**Written problem 1**. In the Kubernetes blog post below, what limit on total pods does the Kubernetes documentation give for large clusters?
**Written problem 2**. Write the next part of the Kubernetes blog post below, starting right after its final sentence.

**Document passage**.
[start]

It started with a tweet, how did it end up like this?
Use Ansible to build a 10,041 node K8S cluster in AWS, deploy a single the HelloWorld container, then tear them down at the end of the script.— Dan Linder (@dan_linder) May 13, 2020
I've had a YouTube channel since 2006—back when YouTube was a plucky upstart battling against Google Video (not Google Videos) and Vimeo. I started livestreaming a couple months ago on a whim, and since that time I've gained more subscribers than I had gained between 2006-2020!
First, the video—scroll past it for a little more detail in the blog post:
Know thy limits
Currently, the Kubernetes documentation provides the following guidelines for 'large cluster' limits:
- No more than 5000 nodes
- No more than 150000 total pods
- No more than 300000 total containers
- No more than 100 pods per node
I've had to deal with a few large clusters—though none with more than around 100 nodes and 5-6,000 pods total—and I know things can start getting... interesting.
Also, the 'no more than 5000 nodes' thing already rules out Dan's first suggestion, "10,041 nodes in a K8s cluster", so I had to shift targets appropriately. Plus, even one hour with 10,041 t3 EC2 nodes would cost over $100 (plus the hourly cost of an EKS control plane).
So that was right out.
Instead, my target shifted to 10,000 Pods. That seemed an achievable target! At a limit of 100 Pods per node, assuming I could run pods that had miniscule RAM and CPU requirements, that would put me around 100 nodes to run 10,000 pods (yay, easy math!).
And if I could get it all done on AWS
t3.micro instances, I'd be golden, since I could run them for up to 7 hours before I hit the Free Tier Limits! If not, it would be around $1.04/hour for 100 t3.micro instances.
Luckily for me, my plan of running 100 instances puts me right at the limit for an EKS Node Group. Yay for good luck!
The game plan: Automation
There's no way you can quickly build and tear down hundreds of nodes and thousands of Pods without automation, so I leaned on three familiar tools:
- CloudFormation (though I could've used Terraform instead)
- Ansible (to manage the CloudFormation templates and deploy into K8s)
- Kubernetes/EKS (to run the Pods)
Hitting AWS Service Limits
I deployed the CloudFormation templates and waited the customary 15 minutes for an EKS cluster to get bootstrapped. (Aside: Does Amazon bill you for the half an hour an EKS cluster gets set up and destroyed when you are testing things with EKS?).
And, of course, I found a bug in my own code, stemming from a very recent Changes to IP Assignment for EKS Managed Node Groups. So I went over to my book repo and filed an issue. I'll take care of it later:
Then, after 18 instances of the 100-node Node Group had booted, I got the dreaded
ROLLBACK_IN_PROGRESS message from CloudFormation:
D'oh! I filed a support request for a service limit increase, and waited a bit:
I waited another 15 minutes for an EKS cluster to boot, then it started creating EKS Node Group instances.
This time, it worked!
I had to grab the
kube-config from EKS and set the context:
$ aws eks --region us-east-1 --profile jeffgeerling update-kubeconfig --name eks-example --kubeconfig ~/.kube/eks-example
$ export KUBECONFIG=~/.kube/eks-example
$ kubectl get nodes | tail -n +2 | wc -l
Drat. I had forgotten that the Service Limit Increase is for vCPUs, not 'EC2 Instances', even though that's what it says when you're requesting the increase! So back on the support train: I decided to request a new limit of 400 vCPUs:
After another half hour or so, I was granted 300 vCPUs, but that would still be enough to run 100 2 vCPU t3.micro instances, so I was happy.

[end]

**Entries drawn from a collection**.
[start]

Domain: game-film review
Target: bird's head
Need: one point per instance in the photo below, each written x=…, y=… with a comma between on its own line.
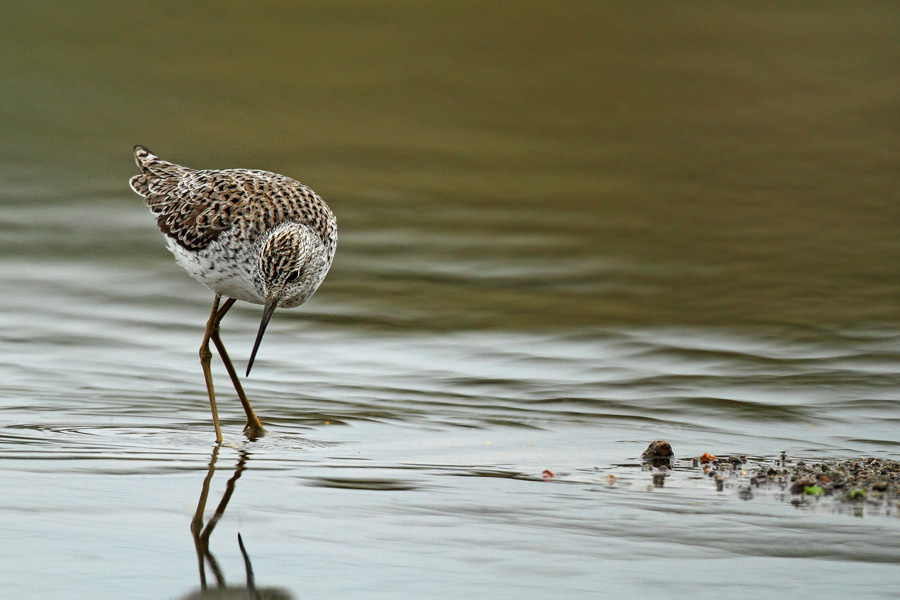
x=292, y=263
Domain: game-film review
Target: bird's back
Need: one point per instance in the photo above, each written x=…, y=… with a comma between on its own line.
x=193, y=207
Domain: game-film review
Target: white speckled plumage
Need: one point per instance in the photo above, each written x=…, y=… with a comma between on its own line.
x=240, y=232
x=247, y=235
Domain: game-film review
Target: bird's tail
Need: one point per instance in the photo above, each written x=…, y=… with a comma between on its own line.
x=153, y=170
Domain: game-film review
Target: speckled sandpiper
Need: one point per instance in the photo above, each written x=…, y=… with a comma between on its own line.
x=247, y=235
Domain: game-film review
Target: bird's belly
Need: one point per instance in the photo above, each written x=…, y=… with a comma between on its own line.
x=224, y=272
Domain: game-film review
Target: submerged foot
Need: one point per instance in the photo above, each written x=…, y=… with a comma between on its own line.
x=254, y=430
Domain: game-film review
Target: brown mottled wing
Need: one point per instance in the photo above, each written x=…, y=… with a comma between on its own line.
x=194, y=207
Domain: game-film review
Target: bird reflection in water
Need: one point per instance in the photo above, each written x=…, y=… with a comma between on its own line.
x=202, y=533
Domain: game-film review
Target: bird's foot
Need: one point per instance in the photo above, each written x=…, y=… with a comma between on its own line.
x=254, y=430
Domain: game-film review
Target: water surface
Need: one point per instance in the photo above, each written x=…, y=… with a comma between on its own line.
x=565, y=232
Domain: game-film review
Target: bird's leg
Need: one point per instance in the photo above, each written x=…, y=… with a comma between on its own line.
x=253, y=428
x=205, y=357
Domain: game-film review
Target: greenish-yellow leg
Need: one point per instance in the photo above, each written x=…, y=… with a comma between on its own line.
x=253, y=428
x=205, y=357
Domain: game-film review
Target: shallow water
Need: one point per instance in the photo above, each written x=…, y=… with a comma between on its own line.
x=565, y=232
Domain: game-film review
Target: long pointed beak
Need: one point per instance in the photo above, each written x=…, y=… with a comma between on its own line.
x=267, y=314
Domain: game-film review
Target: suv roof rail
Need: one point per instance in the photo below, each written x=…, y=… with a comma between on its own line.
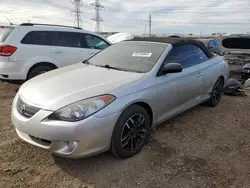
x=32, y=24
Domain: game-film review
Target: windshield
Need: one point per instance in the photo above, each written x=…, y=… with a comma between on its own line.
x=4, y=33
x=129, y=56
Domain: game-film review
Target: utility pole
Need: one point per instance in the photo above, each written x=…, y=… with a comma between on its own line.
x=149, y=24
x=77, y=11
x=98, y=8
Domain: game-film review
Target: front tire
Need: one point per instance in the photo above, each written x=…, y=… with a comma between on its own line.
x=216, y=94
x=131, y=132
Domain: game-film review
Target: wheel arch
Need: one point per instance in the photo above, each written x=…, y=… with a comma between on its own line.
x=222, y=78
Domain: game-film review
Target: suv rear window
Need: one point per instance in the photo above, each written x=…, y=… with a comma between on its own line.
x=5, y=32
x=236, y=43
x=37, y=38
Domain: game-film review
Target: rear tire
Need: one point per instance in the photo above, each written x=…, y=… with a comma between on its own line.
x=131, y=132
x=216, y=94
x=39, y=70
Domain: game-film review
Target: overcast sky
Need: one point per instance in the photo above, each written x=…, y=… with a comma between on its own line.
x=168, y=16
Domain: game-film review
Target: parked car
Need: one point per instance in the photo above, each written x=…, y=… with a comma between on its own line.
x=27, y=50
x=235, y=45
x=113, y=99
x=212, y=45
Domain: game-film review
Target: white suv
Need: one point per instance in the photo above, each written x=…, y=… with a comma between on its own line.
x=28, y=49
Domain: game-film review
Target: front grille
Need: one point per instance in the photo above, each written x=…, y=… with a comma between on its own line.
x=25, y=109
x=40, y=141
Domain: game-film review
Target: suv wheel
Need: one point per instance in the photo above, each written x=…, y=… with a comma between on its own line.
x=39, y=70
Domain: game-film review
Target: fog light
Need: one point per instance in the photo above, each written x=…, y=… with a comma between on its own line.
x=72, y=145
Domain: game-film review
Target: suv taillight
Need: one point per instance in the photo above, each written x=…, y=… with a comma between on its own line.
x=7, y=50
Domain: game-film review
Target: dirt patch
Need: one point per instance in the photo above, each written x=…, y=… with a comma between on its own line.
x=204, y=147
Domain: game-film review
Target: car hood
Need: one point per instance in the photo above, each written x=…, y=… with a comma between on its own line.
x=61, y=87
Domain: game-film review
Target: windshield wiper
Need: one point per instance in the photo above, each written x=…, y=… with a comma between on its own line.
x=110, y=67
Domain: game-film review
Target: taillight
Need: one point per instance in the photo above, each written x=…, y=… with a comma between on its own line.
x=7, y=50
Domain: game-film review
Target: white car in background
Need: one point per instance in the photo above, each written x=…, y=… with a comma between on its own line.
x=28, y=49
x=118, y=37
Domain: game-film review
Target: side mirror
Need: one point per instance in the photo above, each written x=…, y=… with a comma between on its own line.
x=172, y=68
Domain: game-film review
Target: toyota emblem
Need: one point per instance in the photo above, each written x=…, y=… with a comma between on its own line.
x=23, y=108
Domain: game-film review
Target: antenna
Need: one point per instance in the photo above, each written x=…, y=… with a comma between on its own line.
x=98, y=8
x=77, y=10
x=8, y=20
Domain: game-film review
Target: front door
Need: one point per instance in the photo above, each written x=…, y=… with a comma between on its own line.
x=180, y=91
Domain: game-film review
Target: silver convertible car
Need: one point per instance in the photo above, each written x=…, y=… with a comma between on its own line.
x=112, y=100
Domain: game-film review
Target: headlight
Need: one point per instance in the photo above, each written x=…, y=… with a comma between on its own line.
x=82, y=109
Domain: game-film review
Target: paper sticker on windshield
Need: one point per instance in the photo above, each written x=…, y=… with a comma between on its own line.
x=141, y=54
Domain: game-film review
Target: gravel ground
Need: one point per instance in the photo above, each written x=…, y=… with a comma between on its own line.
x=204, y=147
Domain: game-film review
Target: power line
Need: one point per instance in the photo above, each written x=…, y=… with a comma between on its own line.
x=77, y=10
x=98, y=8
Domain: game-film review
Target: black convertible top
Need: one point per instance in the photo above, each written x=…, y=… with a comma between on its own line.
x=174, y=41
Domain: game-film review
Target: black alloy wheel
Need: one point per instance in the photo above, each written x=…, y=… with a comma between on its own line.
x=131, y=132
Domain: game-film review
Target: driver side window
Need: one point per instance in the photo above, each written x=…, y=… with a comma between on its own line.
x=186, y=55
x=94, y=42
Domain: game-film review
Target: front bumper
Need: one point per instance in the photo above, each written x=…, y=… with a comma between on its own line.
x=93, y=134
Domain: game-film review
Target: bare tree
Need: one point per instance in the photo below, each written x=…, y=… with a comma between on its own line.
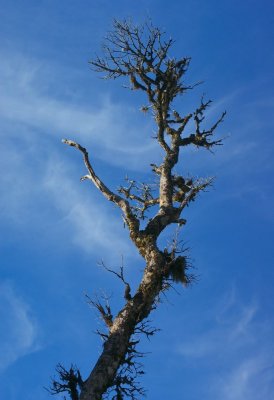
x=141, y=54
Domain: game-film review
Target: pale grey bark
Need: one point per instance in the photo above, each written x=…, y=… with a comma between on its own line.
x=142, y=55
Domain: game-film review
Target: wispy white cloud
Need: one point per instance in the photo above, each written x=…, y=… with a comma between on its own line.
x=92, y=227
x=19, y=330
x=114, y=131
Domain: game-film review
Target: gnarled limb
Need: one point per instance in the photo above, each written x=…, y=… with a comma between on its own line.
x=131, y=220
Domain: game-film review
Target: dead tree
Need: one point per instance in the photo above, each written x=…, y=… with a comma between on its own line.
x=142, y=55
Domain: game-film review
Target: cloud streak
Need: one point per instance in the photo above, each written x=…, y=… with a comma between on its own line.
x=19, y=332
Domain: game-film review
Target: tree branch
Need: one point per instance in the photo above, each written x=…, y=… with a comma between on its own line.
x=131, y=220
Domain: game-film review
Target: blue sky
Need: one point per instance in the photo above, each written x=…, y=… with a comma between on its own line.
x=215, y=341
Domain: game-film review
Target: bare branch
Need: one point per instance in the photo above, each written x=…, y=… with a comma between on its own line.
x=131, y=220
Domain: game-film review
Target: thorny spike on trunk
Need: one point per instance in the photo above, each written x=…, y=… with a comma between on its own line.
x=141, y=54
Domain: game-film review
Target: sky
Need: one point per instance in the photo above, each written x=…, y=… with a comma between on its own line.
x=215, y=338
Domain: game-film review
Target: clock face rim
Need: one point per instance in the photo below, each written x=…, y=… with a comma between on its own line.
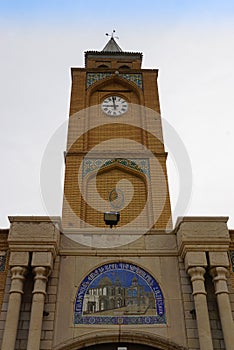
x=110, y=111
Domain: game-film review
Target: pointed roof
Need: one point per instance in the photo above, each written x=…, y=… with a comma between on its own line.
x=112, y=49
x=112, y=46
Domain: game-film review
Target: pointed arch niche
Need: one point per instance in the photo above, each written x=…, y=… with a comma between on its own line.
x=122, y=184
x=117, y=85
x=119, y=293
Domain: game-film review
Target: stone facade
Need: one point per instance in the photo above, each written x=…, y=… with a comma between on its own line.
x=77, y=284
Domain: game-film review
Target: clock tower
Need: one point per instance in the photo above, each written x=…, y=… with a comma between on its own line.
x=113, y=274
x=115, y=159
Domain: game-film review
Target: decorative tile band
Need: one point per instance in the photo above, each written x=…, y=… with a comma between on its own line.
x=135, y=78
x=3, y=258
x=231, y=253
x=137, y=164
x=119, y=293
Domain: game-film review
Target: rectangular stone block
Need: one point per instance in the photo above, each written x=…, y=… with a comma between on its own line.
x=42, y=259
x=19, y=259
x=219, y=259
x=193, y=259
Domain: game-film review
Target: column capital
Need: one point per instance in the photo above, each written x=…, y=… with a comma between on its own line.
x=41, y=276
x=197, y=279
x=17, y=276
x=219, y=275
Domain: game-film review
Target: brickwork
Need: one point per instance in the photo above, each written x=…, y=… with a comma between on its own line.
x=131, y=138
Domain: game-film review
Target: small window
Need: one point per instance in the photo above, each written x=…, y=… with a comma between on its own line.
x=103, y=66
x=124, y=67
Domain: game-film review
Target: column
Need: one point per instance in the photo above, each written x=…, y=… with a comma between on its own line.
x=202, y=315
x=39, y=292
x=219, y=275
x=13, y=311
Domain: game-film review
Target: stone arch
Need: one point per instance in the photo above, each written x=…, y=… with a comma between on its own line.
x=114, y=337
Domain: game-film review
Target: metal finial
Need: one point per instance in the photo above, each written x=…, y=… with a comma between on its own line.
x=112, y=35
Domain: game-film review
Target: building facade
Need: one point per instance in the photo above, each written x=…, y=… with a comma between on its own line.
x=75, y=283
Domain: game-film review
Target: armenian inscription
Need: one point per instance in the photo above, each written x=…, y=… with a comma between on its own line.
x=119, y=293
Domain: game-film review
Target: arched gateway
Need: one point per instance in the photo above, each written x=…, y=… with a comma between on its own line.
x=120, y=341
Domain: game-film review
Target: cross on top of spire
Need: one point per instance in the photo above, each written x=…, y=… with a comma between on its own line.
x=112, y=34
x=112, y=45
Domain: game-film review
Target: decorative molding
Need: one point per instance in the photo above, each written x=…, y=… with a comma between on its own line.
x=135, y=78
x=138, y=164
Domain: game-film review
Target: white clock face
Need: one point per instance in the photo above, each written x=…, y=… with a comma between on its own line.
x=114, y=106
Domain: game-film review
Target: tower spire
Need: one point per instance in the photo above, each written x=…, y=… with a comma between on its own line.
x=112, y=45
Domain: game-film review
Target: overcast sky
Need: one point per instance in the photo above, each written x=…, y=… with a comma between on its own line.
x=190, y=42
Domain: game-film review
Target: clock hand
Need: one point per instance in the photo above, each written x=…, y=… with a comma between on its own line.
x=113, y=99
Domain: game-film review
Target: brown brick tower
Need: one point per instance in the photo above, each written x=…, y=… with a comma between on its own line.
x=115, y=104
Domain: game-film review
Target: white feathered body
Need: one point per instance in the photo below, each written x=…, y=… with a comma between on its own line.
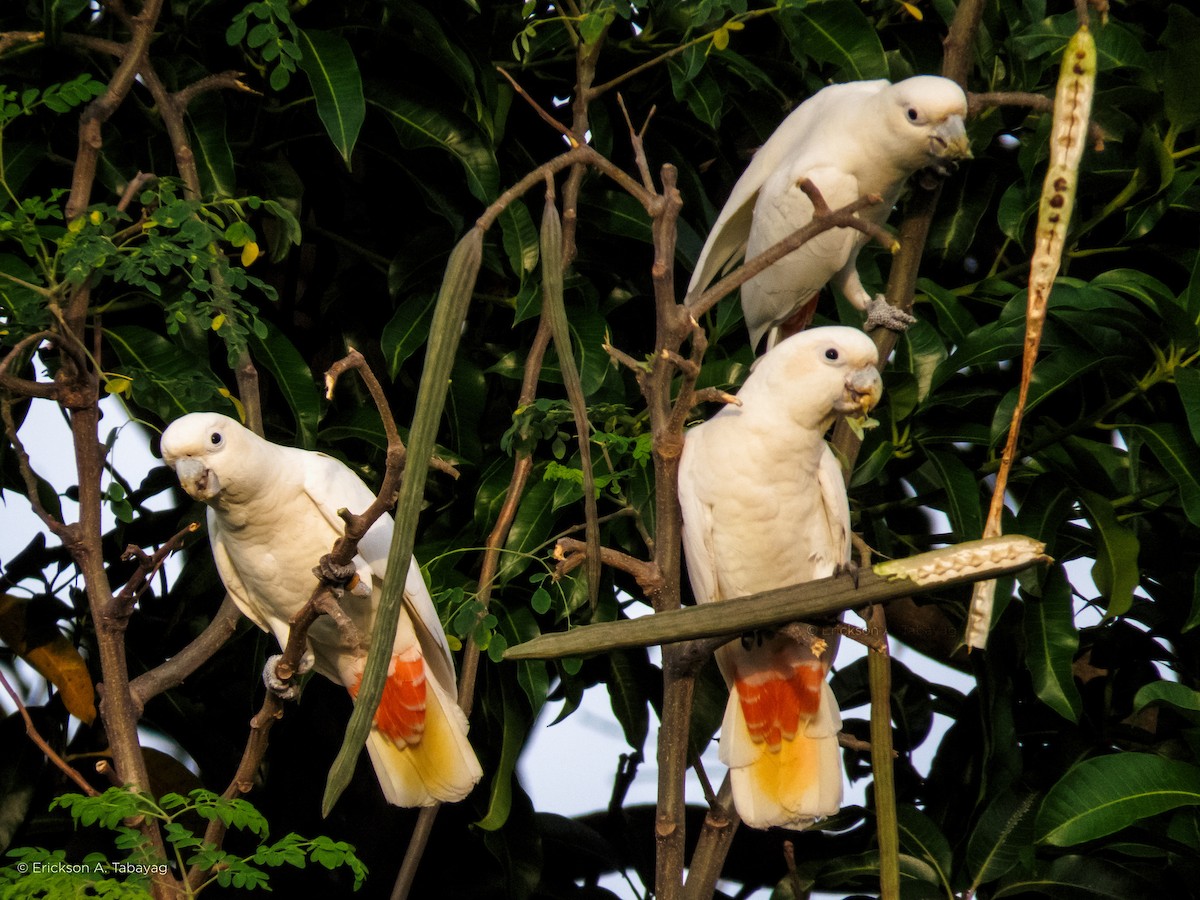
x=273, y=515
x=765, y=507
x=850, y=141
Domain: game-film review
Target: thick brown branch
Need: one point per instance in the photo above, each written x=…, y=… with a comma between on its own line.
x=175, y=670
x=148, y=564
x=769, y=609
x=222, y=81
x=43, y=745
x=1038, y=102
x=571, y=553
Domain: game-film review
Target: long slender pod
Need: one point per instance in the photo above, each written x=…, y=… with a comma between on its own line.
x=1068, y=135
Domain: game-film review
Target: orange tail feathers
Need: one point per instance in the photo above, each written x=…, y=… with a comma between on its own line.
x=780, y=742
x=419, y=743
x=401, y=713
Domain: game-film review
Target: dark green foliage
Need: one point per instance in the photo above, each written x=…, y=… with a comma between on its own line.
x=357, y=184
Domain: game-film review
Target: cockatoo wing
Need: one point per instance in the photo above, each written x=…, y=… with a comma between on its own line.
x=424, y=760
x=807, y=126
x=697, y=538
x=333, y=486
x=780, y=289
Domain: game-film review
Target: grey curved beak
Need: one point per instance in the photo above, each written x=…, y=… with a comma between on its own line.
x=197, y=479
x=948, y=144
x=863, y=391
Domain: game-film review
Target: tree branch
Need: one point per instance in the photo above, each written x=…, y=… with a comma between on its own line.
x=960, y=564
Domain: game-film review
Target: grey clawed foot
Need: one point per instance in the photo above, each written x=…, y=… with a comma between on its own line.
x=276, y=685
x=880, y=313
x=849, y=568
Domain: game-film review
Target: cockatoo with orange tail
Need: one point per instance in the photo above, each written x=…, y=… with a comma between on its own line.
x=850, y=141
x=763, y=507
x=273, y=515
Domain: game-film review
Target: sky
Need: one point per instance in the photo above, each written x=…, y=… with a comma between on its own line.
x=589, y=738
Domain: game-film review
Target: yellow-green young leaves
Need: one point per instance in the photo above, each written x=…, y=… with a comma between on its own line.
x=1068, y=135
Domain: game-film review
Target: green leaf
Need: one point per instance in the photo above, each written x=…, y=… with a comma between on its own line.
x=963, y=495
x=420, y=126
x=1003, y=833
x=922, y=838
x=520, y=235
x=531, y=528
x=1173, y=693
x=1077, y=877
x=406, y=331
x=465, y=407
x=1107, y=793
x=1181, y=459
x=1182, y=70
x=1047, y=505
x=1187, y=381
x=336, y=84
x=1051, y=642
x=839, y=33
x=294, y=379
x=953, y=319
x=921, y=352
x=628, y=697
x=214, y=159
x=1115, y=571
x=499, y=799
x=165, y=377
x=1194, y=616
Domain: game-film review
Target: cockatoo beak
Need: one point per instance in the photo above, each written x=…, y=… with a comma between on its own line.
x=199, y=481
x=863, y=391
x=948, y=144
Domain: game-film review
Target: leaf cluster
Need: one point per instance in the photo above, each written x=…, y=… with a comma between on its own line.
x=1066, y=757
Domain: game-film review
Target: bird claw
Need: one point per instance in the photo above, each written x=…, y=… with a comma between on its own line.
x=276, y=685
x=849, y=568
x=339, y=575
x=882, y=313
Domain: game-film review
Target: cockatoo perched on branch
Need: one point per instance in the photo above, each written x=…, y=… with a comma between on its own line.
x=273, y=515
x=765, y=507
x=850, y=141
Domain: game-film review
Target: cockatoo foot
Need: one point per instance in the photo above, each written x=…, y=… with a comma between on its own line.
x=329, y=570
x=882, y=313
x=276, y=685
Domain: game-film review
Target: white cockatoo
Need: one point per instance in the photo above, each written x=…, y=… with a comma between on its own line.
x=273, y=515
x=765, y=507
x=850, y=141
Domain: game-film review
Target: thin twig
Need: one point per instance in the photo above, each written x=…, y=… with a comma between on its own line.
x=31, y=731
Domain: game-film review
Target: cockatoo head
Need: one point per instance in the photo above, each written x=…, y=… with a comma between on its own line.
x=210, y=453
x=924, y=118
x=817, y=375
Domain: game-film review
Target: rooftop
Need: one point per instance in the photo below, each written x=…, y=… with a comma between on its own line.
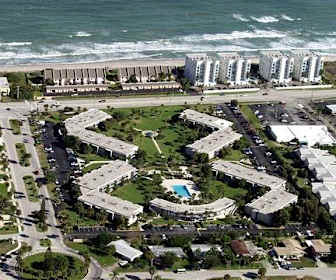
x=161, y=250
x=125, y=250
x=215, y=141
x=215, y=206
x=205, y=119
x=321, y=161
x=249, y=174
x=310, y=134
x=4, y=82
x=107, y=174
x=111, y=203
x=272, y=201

[end]

**Answer 1**. No more than 150,000 total pods.

**Answer 2**.
Deploying the pods: one per YouTube subscriber
Now it was time to see if I could somehow deploy 10,000 pods to my fresh 100 node cluster.
I went ahead and applied the
hello-node example deployment from the Kubernetes hello-minikube docs (using the image
Then I changed the
10000, and sat back and waited for glorious victory!
The pods started populating (this took about 10 minutes—gif is sped up quite a bit):
But, the count of
Pod resources reached 10,000, I noticed most of them were in
Pending status. What was wrong? Checking on the
hello-node deployment, I had only 198 running/available pods:
Why am I stuck at 198 running pods?
If I described one of the pending pods, I found the following Warning:
Warning FailedScheduling <unknown> default-scheduler 0/100 nodes are available: 100 Insufficient pods.
Well... that's not too fun. I inspected one of the nodes using
kubectl get node [node name] -o yaml, and found my problem in the
Apparently (this is something I forget when I'm not running with giant beefy C5 instances) in AWS, individual nodes are limited to running as many Pods as there are available CNI network interfaces per instance, and this number varies widely per instance type.
t3.micro instances can only run, at maximum, 4 Pods per node!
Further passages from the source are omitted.